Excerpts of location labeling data
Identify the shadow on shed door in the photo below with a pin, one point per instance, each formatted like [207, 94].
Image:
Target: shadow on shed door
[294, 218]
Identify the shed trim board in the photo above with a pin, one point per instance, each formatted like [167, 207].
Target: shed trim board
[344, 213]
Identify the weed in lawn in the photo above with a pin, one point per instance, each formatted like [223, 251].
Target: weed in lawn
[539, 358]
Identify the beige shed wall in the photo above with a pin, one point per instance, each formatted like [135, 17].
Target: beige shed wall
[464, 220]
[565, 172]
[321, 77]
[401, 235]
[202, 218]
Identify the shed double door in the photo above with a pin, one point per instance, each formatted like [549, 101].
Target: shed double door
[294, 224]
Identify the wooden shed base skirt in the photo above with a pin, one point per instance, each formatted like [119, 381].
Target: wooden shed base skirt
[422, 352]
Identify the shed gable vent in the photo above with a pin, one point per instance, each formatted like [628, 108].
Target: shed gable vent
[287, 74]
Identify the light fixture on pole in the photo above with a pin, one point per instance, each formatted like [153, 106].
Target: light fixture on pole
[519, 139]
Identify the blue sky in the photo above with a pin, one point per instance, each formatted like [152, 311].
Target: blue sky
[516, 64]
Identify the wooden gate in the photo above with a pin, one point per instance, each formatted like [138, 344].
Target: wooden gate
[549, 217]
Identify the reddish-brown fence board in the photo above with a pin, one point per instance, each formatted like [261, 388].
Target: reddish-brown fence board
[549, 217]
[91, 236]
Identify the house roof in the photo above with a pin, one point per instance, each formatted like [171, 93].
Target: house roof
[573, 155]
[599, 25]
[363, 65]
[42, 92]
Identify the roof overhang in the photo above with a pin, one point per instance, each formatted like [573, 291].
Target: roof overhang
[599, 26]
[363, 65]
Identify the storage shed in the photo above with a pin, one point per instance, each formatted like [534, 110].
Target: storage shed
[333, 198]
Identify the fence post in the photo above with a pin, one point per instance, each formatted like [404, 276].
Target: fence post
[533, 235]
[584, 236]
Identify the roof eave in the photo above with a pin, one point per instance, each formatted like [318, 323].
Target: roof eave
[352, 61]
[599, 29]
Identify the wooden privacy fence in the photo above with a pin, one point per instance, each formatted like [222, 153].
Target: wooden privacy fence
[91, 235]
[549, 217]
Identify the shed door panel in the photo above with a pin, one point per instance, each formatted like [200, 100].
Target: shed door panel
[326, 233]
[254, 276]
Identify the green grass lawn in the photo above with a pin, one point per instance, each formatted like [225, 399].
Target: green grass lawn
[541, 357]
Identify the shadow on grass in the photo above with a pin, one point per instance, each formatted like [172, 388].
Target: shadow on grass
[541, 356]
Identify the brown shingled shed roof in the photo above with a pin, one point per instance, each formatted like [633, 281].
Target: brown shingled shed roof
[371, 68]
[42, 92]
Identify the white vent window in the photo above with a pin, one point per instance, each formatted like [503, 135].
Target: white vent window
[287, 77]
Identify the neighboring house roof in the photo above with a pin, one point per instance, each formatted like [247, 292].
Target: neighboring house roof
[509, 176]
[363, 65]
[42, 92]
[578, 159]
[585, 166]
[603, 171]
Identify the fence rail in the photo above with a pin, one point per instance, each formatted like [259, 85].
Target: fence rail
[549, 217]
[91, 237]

-- Directive --
Go through the material above line by line and copy it exactly.

-- Answer below --
Identify the shadow on shed door in the photo below with a pin, one point per instance, each formatted like [207, 94].
Image:
Target: shadow on shed door
[294, 218]
Identify the shed trim board in the photo above with a pin, one point per instance, each formatted like [167, 207].
Target: shed trim board
[344, 213]
Identify the weed in lawn in the photo above with a pin, one point per instance, each formatted like [223, 251].
Target: weed in lawn
[539, 358]
Identify the beige shed wall in the photo above with a pin, one point per instance, each formatted like [135, 17].
Target: beige shed wall
[464, 220]
[565, 172]
[321, 77]
[401, 235]
[202, 218]
Identify the shed double door in the photo above with a pin, one point per instance, each formatted like [549, 101].
Target: shed double door
[294, 224]
Identify the wooden shed base skirt in the photo above with a pin, one point per instance, each formatted like [119, 381].
Target: wooden shed base skirt
[422, 352]
Identify the shed gable vent in the photo above with a pin, one point per instance, each formatted like [628, 108].
Target: shed gable vent
[287, 74]
Identify the light fixture on pole in the photo above with a pin, one point per instance, each formatted like [153, 106].
Target: light fixture on pole
[519, 139]
Identify the blue sky in the photo above with a pin, one point per instance, each formatted like [152, 311].
Target: blue sky
[516, 64]
Identify the wooden gate in the photo above with a pin, one point per instance, each formatted like [138, 344].
Target: wooden gate
[549, 217]
Identify the reddish-brown fence board in the photo above with a pin, one point per instance, each formatted like [261, 388].
Target: reddish-brown fence board
[549, 217]
[91, 236]
Identify the house roof in the photo above with a pin, one point per instance, each formatted like [171, 93].
Target: house roof
[573, 155]
[599, 25]
[363, 65]
[42, 92]
Identify the roof overhang in the photo above with a pin, one point per instance, each formatted like [573, 291].
Target: roof overhang
[599, 26]
[363, 65]
Identify the storage shed in the photo above with a pin, one point per instance, each formatted like [534, 110].
Target: storage shed
[333, 198]
Identify the fence post in the photo above with a pin, one point per instance, each formatted like [404, 276].
Target: fence post
[533, 235]
[584, 236]
Identify the roof eave in the photo above with a pin, one point per instance, each formatted like [318, 323].
Target: roof eave
[352, 61]
[599, 29]
Identify the wooden privacy fence in the photo above with a pin, one point per instance, each formatted like [222, 153].
Target: wooden privacy fence
[91, 235]
[549, 217]
Identify the shed door panel in the photo above with a pin, one point per instance, each formatted like [200, 100].
Target: shed door panel
[326, 233]
[254, 276]
Identify the green grass lawn in the photo above with a pin, one point per instance, each formatted like [225, 399].
Target: green grass lawn
[541, 357]
Identify the shadow on grass in the photo above with a pin, one point per instance, each formatted like [172, 388].
Target: shadow on grass
[541, 356]
Identify the brown shingled shed roof in the photo above with a pin, one point per instance, each formatted like [633, 281].
Target: brown shingled shed roof
[371, 68]
[42, 92]
Identify the white vent window in the photo above with a pin, one point per instance, each formatted like [503, 135].
Target: white vent window
[287, 77]
Identify the neighboring house roof in the photo above with a pin, one point per instance, each formatted like [247, 292].
Target: neighboring house roof
[509, 176]
[363, 65]
[42, 92]
[578, 159]
[585, 166]
[603, 171]
Identify the fence rail in the photo above with a pin, one point per instance, each formatted like [259, 85].
Target: fence rail
[549, 217]
[91, 237]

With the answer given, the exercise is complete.